Referring expression data:
---

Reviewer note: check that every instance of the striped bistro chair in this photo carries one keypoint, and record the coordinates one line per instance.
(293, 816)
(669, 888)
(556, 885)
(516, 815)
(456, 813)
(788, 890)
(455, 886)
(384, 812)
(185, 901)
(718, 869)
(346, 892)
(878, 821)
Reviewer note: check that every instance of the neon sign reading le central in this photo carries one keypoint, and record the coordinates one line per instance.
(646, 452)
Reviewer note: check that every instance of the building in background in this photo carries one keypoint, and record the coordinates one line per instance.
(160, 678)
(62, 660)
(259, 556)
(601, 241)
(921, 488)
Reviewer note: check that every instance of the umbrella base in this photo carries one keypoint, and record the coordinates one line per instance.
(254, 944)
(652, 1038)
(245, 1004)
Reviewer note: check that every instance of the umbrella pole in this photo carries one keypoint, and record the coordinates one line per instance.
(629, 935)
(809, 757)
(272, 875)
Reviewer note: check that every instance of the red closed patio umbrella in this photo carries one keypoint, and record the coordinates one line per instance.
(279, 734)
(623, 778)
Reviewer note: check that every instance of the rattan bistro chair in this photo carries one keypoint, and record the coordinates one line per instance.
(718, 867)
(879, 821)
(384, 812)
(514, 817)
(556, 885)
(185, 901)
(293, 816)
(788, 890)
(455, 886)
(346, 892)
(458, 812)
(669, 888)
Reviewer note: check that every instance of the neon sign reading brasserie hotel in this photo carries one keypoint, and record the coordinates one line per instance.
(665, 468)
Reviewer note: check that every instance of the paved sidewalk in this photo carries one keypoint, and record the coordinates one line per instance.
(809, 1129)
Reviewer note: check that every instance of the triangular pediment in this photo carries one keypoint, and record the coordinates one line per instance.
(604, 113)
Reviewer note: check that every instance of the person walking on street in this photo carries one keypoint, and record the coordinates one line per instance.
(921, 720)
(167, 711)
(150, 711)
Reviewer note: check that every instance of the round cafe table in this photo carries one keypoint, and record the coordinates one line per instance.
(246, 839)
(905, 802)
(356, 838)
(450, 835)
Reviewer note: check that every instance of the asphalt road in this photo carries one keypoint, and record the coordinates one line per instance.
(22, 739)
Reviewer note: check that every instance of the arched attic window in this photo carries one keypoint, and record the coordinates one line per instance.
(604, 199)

---

## EXERCISE REQUIREMENTS
Line by line, transcribe all of the records exactly.

## WRITTEN SOLUTION
Reviewer note: check that every instance of the striped bistro chair in this photo carries one keypoint, and record the coordinates one line per instance.
(293, 816)
(669, 888)
(556, 885)
(516, 815)
(456, 813)
(788, 890)
(455, 886)
(384, 812)
(185, 901)
(718, 869)
(346, 892)
(878, 821)
Reviewer note: check that every instance of the neon sign reading le central in this photo carries one keypoint, and record the coordinates one line per instance.
(646, 452)
Reviewer note: check that every instance of the building in background in this photo carries one keypoint, and record the coordinates one line per instance.
(160, 678)
(62, 660)
(259, 556)
(601, 241)
(921, 488)
Reviewer note: check that every instance of the umbrella base in this photo carries one keypoint, and record the coordinates one line per instance.
(254, 944)
(652, 1038)
(245, 1004)
Reviewer note: check that every instance of the umbrella pole in this photo carries one keypoint, and record the coordinates one line per instance.
(629, 935)
(809, 757)
(272, 875)
Reviewer note: check that every instance of the red closed patio umbrella in this photo carries one keypoint, and record the coordinates one line per instance.
(279, 734)
(623, 778)
Reviewer note: check that every instance of the rattan bistro chair in this photo carries one keypoint, and record the coordinates one line per instance.
(718, 867)
(879, 821)
(384, 812)
(514, 817)
(556, 885)
(185, 901)
(293, 816)
(788, 890)
(455, 886)
(346, 892)
(458, 812)
(669, 888)
Reviewer note: check that every instance of the neon sign reading brasserie hotel in this photo carries one keypoint, and record the coordinates one line per instance.
(665, 468)
Reviewer note: check that every instance of the paved sidewalk in this photo carries one keypoint, and record the coordinates one line per instance.
(809, 1129)
Reviewer note: check that every instance of the triangular pediment in this photo carries one keypoint, and record the coordinates one line per instance.
(604, 113)
Reviewer note: check that every instance of the person walking on street in this photo carries one keypoint, and record the coordinates one line per instance.
(921, 720)
(167, 711)
(150, 711)
Reviewer note: check that every instance of the round cafe table in this photo carries one keypoint, and record the coordinates one line per instance.
(246, 839)
(905, 802)
(356, 838)
(450, 835)
Reviewer note: check that every instance of the asphalt road in this photo carries one keypoint, and record the coordinates one line per instance.
(22, 739)
Reviewer note: check that every instance of the arched attic window in this photo carries one keypoint, and record the coordinates one line per instance.
(604, 199)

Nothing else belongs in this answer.